**SHORT PROBLEM:** Rewrite all the records below, switching "instance" to "item" wherever it appears and leaving everything else as is.

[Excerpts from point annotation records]

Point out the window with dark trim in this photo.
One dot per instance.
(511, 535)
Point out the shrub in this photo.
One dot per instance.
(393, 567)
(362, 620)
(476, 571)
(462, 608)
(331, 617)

**RESPONSE TO THIS TASK:**
Point out the window with dark trim in this photo.
One dot per item.
(511, 535)
Point out the shrub in this photo.
One dot per item.
(393, 567)
(362, 620)
(476, 571)
(462, 608)
(331, 617)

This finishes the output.